_EXERCISE OBJECTIVE_:
Extend the mailing-list message about services on down hosts, writing what follows its last sentence.

_SOURCE EXCERPT_:
★ ★ ★ ★
Services on down hosts

Andreas Ericsson ae at op5.se
Thu Jun 12 21:18:42 CEST 2008


Jay R. Ashworth wrote:
>>> On Wed, Jun 11, 2008 at 05:54:48PM +0200, Andreas Ericsson wrote:
>>>>> Well, since (to take an example), CRITICAL load means "a loadaverage
>>>>> over 8" (on my 8-core Opteron), and we don't *know* the load average if
>>>>> the machine isn't reachable to return a value...  then the nrpe checker
>>>>> on the console in fact *is* getting an IO error when trying to, ok,
>>>>> read from a network socket.
>>>> I was more thinking along the lines of errno being set to EIO when
>>>> attempting to read(2) from an already connected network socket, although
>>>> there are two schools about that too (some wants all failures to always
>>>> alert, while some wants a lot of things to be in UNKNOWN state).
★ ★ ★ ★
_RECORDS SUPPLIED_:
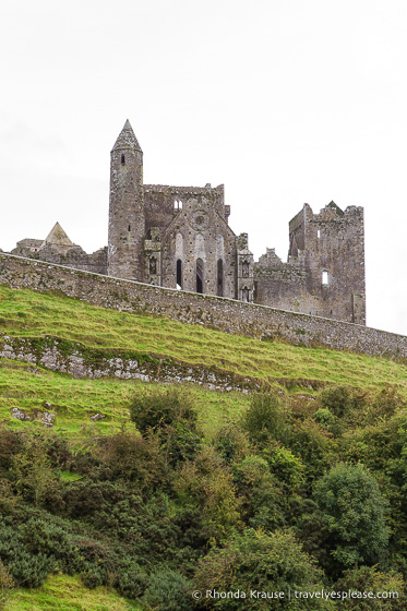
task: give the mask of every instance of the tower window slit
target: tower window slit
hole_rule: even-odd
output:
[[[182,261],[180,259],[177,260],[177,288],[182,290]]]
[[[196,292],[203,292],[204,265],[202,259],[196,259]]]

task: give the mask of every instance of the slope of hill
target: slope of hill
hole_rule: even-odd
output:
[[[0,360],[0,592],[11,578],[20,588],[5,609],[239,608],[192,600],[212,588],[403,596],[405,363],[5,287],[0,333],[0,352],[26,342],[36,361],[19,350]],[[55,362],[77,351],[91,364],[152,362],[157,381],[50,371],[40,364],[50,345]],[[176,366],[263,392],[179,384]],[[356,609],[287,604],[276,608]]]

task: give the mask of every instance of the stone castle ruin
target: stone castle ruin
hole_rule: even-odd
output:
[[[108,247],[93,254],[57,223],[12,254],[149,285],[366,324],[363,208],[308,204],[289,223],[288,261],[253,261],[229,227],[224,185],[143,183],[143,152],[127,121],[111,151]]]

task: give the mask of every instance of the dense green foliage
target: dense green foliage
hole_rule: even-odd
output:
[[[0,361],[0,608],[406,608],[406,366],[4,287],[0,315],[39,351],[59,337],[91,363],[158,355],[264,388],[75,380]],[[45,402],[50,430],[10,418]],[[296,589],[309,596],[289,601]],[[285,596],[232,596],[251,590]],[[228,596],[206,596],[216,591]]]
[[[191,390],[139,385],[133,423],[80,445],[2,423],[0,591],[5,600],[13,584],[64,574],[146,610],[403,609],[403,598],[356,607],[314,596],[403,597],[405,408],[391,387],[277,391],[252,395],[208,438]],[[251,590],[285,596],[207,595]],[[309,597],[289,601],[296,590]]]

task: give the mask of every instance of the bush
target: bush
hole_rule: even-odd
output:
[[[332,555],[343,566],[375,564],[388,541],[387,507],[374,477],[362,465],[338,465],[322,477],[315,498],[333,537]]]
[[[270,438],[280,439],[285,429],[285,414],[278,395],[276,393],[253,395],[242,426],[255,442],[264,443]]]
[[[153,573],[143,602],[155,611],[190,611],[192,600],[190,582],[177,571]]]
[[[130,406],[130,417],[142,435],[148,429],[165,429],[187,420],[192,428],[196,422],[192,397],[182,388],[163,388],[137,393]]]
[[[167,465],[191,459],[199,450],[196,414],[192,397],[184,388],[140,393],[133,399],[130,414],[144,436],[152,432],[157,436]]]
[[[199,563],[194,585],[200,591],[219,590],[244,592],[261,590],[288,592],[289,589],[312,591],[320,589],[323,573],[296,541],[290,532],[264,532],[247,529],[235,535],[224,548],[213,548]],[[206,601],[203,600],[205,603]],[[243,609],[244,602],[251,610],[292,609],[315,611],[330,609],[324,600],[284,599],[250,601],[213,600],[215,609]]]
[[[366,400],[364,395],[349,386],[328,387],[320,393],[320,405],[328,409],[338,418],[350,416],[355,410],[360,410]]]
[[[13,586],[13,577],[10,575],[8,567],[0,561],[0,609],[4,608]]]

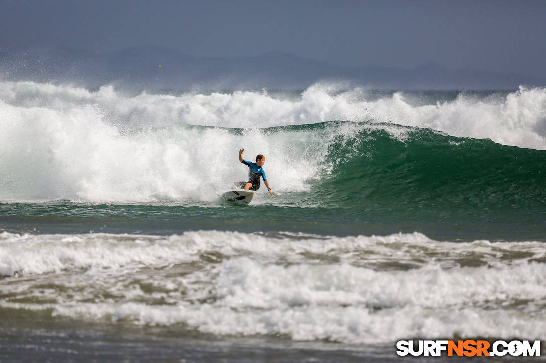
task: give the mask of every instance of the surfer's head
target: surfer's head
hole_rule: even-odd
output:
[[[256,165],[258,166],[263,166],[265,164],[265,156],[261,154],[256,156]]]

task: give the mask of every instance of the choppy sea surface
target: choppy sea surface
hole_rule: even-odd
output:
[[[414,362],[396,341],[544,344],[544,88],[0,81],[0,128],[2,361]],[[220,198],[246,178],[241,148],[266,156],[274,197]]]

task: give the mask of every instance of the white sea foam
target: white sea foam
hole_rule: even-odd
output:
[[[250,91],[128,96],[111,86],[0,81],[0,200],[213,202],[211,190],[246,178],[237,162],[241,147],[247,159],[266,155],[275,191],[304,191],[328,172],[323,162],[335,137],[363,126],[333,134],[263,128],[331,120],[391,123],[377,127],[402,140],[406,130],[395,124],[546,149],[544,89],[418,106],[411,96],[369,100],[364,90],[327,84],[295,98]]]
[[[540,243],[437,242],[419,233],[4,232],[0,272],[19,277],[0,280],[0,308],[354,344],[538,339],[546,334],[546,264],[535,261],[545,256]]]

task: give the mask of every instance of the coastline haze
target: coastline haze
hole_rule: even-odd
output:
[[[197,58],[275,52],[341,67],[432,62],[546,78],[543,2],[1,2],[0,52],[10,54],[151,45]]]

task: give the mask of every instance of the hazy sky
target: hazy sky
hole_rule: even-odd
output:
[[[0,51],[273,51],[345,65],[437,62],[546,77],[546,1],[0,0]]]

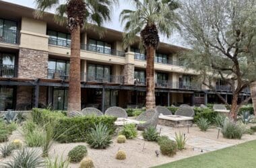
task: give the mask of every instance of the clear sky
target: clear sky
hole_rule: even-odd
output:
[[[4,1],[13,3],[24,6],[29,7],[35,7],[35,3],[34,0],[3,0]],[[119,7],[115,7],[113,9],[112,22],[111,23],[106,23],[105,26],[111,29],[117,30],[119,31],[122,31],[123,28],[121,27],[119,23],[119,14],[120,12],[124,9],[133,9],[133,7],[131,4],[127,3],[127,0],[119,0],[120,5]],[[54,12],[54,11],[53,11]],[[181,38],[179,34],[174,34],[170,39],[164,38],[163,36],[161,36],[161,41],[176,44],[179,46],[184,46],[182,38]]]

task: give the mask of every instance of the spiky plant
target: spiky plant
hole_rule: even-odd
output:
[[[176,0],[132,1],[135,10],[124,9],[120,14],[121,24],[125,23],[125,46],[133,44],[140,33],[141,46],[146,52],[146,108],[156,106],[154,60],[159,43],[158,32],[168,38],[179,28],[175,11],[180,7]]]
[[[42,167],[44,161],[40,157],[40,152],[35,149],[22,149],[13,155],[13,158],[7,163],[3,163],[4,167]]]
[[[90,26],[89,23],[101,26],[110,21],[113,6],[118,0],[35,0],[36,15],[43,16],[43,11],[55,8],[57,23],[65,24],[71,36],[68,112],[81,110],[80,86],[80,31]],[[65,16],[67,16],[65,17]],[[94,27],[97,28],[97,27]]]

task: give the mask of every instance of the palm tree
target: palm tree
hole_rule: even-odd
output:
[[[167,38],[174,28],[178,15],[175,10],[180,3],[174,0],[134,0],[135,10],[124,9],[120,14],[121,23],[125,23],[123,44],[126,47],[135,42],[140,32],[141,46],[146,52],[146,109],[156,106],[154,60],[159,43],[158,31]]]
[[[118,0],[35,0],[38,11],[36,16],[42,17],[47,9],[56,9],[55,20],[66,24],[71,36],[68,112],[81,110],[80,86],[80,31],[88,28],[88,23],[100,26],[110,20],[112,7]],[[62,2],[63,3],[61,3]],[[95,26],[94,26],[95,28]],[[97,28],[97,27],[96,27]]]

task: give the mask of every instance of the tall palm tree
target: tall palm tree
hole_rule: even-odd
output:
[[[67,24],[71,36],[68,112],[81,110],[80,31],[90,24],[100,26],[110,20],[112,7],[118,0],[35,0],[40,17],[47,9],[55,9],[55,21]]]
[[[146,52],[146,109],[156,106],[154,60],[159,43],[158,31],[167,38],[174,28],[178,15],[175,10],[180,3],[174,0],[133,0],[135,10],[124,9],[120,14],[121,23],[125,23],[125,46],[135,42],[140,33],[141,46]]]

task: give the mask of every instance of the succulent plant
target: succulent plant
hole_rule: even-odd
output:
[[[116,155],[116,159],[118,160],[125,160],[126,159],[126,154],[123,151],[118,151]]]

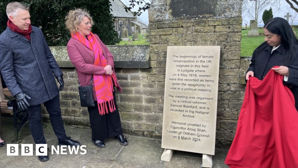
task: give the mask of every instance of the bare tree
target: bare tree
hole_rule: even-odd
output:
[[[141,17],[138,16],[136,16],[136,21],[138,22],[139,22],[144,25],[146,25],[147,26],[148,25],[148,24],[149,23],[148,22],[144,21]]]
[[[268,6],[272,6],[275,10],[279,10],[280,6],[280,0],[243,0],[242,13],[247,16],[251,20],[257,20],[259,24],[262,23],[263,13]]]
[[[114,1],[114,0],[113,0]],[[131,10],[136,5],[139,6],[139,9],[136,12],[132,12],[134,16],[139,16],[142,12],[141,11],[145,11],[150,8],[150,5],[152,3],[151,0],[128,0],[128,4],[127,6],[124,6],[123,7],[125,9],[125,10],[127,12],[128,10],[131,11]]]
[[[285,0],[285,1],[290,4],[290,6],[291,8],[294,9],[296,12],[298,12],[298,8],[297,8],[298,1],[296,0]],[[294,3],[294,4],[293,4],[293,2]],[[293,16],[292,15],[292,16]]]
★ ★ ★ ★
_EXERCISE OUTPUT_:
>>>>
>>>> Not being able to connect clearly signals there is something wrong
>>>> with the service though, while an EIO signals that there's something
>>>> wrong with the Nagios hosts' kernel or hardware.
>>> My problem with that is that not all of what Nagios monitors is
>>> "services", in the meaning we usually give to that term.  Much of it is
>>> "attributes" -- load average and diskspace on a machine being great
>>> examples.
>> True that, but the service of storing a file on disk (or, for some
>> retarded filesystems, reading one from a disk) requires there to be a
>> minimum of free space available. It's what makes up the platform on
>> which the *real* services rest. Hence servicegroups (which together
>> make up what a service-provider would call a service).
> 
> Could you expand on that?  Do you mean to imply that a good use for a
> servicegroup is "all the physical services upon which my public website
> rests", as I think I read in your reply there?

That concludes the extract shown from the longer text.